▶ **TASK OBJECTIVE**
Count how many lines of the records below contain the string "metal". Reply with the number alone.

▶ **SUPPLIED RECORDS**
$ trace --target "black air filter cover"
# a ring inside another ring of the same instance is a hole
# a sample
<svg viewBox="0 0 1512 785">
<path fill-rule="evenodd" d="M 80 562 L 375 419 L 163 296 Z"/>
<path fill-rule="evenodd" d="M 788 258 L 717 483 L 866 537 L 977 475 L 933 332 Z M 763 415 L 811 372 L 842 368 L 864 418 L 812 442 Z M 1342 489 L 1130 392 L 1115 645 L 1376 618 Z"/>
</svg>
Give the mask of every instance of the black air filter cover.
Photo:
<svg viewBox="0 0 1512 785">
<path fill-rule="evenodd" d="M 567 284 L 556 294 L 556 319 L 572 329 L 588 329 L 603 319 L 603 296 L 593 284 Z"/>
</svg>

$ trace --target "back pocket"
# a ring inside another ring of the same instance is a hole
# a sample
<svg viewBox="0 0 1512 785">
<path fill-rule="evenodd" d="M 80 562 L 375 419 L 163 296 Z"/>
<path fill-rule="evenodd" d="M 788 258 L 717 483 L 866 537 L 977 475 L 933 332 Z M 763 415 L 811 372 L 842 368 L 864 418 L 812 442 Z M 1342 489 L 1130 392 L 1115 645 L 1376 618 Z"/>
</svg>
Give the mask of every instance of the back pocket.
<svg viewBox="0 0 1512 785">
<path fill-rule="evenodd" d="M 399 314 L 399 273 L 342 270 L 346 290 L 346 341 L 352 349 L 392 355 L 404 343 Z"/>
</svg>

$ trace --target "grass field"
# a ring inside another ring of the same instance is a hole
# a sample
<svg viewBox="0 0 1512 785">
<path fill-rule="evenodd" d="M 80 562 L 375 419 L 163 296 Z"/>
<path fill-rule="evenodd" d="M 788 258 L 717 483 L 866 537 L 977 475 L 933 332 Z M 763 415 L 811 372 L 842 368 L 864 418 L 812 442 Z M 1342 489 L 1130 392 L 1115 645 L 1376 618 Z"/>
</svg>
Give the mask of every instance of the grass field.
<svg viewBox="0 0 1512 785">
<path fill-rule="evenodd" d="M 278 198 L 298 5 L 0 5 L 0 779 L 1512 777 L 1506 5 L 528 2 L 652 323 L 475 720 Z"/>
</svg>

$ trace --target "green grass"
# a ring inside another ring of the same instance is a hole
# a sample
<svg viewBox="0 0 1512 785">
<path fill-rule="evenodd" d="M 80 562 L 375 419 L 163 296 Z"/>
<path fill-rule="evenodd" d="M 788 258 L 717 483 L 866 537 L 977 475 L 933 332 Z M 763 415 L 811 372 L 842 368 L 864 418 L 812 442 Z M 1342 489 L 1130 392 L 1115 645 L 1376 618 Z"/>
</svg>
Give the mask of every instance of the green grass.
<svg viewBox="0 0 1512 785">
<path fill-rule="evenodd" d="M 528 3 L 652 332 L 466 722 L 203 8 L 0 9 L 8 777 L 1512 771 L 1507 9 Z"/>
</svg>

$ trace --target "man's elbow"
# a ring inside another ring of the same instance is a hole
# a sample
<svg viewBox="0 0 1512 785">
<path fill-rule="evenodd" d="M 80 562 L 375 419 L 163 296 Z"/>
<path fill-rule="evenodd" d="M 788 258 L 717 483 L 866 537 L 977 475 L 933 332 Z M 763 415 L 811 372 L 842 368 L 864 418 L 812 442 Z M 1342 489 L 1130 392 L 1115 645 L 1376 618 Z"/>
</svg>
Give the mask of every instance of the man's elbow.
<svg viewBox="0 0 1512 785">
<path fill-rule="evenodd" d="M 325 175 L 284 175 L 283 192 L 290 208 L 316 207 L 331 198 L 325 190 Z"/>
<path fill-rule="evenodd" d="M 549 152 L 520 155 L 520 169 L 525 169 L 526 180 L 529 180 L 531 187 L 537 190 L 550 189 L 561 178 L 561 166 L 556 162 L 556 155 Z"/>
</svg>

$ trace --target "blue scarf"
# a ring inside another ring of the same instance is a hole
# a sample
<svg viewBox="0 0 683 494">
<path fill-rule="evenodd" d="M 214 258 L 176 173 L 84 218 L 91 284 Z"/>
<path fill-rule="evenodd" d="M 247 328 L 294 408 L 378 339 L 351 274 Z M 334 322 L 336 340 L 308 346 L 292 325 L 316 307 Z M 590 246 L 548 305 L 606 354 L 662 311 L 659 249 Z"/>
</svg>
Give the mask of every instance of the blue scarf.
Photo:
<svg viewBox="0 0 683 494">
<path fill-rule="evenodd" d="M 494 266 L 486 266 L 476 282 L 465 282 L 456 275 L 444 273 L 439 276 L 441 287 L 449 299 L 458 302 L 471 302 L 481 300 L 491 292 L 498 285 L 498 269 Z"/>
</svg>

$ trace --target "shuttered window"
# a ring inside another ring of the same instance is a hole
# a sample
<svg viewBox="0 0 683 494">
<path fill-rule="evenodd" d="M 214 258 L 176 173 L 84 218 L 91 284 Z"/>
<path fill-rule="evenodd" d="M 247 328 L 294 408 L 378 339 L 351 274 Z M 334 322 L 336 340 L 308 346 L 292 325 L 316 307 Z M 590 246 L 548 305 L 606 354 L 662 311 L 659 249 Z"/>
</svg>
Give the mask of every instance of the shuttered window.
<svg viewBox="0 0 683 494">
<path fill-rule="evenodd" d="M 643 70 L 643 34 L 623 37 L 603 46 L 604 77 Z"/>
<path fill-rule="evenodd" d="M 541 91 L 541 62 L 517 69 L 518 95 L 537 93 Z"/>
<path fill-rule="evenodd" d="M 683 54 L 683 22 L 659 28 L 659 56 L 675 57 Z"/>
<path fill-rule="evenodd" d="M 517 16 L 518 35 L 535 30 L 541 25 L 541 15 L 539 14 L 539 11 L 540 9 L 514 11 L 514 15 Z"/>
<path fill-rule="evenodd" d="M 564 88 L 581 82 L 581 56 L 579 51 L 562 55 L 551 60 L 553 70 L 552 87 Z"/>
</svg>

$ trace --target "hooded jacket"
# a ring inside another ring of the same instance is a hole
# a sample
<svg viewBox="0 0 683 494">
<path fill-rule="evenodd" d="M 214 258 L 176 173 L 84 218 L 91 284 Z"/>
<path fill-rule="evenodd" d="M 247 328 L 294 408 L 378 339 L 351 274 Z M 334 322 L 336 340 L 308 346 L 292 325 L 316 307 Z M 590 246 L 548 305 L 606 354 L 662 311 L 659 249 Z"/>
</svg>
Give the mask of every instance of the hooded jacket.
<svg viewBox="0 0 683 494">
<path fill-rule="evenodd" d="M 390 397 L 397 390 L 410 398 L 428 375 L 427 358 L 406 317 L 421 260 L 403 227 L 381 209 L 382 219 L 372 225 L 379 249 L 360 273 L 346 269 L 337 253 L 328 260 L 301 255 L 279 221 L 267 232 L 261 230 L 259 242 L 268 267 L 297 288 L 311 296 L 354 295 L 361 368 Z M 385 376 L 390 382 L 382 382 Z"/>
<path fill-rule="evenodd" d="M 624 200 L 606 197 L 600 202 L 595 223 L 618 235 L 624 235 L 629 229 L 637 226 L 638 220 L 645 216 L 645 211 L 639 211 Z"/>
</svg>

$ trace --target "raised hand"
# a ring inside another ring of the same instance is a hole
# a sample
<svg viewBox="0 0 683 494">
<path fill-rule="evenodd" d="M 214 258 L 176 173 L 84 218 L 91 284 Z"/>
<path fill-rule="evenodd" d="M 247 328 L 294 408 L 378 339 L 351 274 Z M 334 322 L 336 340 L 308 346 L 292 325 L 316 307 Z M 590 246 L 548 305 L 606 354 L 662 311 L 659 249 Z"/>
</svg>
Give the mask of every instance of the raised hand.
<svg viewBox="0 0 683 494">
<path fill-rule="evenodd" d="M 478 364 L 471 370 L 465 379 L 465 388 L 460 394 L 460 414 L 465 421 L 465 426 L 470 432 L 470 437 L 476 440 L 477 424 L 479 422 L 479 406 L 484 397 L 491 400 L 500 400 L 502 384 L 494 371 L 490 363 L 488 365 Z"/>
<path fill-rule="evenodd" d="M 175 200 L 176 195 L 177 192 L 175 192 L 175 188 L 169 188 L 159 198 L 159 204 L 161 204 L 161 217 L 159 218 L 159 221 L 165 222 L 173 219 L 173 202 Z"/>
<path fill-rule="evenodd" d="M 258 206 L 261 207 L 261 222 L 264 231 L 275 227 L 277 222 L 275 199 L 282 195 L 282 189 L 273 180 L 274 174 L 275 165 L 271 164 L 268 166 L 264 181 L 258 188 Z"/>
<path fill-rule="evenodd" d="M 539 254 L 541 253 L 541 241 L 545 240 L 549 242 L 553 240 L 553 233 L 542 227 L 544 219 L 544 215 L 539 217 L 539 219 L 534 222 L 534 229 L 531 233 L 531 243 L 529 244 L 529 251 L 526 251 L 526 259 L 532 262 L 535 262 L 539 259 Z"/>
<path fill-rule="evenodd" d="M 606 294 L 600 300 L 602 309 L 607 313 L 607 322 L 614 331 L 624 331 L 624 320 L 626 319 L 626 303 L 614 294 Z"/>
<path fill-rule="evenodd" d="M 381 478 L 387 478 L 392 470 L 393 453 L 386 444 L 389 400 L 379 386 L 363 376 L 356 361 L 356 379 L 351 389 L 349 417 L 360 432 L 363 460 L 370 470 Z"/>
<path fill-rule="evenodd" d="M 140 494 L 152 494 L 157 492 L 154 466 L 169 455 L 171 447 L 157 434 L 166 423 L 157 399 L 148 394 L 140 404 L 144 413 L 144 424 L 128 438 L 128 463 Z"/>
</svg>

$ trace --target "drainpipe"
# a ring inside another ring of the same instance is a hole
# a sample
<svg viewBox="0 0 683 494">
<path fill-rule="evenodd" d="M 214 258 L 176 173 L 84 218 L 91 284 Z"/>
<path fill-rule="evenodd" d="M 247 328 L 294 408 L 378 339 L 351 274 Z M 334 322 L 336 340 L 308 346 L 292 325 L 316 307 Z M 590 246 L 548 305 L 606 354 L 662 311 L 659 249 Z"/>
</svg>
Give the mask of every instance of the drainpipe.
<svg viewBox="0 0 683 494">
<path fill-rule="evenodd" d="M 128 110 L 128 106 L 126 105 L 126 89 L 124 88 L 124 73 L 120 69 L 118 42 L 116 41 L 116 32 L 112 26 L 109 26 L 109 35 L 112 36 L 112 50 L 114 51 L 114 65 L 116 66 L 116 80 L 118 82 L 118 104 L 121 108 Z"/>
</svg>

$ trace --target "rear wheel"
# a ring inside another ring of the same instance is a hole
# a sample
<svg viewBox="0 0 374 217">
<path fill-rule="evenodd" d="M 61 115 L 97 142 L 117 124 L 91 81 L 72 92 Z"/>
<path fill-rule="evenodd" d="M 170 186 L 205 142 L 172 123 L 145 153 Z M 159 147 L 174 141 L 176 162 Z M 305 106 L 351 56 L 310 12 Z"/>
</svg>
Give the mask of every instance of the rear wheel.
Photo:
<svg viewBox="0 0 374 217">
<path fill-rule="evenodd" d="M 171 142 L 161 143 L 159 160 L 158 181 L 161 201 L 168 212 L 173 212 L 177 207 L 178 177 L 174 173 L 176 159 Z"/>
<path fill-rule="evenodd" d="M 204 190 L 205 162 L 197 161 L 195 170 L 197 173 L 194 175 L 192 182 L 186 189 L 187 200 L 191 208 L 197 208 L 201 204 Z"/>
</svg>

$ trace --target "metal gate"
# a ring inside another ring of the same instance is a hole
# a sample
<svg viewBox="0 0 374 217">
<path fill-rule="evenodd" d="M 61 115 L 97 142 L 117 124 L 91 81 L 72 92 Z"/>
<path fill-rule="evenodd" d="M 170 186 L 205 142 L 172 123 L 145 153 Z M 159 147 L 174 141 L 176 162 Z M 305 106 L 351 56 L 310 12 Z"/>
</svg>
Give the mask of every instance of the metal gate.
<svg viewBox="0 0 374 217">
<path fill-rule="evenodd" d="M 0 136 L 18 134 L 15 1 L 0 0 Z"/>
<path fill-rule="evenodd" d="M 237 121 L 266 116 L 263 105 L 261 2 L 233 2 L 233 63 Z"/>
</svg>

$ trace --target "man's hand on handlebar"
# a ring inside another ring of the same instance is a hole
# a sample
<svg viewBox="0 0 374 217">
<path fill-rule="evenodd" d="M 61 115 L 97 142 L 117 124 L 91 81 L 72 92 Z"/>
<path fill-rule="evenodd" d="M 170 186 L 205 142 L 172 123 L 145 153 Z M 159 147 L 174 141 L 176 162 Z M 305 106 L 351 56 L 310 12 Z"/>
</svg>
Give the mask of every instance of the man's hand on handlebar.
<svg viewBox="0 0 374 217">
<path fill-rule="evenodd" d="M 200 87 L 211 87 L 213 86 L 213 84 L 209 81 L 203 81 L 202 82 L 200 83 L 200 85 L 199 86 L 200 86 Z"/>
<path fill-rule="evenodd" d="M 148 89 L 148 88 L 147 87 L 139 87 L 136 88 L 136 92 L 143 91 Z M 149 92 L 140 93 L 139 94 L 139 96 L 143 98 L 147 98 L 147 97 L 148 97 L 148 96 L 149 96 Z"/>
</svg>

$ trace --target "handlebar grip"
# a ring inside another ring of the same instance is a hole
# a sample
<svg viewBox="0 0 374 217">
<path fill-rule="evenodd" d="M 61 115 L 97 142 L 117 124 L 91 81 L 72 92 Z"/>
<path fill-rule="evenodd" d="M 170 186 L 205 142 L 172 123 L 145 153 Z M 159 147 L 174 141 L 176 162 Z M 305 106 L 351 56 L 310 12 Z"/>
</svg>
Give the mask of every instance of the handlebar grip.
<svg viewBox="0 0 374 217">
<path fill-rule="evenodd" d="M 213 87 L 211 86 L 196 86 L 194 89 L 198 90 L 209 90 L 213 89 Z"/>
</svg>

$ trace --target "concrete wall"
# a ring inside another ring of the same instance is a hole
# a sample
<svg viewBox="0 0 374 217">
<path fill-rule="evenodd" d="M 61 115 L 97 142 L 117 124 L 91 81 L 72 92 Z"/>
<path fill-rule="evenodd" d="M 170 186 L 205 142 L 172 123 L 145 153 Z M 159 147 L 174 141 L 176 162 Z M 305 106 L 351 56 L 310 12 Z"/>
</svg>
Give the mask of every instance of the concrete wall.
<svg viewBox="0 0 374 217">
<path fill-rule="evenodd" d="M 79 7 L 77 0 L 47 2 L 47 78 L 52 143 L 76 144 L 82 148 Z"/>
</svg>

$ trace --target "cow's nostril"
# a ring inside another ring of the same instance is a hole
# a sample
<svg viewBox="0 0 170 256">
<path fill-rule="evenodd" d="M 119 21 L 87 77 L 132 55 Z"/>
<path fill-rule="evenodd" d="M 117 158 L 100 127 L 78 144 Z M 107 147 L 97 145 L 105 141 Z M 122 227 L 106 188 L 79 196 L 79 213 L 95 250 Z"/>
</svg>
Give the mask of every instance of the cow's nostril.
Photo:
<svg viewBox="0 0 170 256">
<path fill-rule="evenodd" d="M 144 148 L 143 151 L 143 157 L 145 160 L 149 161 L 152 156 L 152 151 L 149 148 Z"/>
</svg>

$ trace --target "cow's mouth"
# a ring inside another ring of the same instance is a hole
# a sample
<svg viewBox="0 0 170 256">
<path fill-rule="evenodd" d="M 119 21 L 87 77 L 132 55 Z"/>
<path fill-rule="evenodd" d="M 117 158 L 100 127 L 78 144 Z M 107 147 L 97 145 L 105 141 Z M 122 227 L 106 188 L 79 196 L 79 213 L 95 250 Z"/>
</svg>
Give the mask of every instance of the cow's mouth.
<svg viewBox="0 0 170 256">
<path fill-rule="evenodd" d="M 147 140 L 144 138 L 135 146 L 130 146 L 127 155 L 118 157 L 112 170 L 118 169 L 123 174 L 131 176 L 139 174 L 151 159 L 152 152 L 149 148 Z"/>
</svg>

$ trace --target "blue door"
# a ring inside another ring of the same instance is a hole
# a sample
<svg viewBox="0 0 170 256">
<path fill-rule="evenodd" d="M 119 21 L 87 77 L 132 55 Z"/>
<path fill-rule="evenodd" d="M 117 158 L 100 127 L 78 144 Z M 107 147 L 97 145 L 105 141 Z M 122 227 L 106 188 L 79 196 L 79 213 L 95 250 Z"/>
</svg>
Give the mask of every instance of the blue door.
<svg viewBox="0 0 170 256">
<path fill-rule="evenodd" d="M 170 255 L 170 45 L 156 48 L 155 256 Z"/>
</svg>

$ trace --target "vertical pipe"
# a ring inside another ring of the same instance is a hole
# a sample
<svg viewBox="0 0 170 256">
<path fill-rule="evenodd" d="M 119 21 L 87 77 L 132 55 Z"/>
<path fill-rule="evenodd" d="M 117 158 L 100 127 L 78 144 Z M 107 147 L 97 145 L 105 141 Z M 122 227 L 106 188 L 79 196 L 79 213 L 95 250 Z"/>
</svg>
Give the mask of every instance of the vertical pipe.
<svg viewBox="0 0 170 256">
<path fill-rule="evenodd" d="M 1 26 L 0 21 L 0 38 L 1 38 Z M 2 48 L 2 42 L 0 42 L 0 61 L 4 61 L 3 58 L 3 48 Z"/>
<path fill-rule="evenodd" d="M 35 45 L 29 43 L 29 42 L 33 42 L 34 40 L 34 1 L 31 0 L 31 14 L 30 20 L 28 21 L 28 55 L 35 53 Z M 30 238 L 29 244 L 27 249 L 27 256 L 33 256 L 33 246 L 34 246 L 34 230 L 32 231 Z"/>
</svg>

▶ **THE RESULT**
2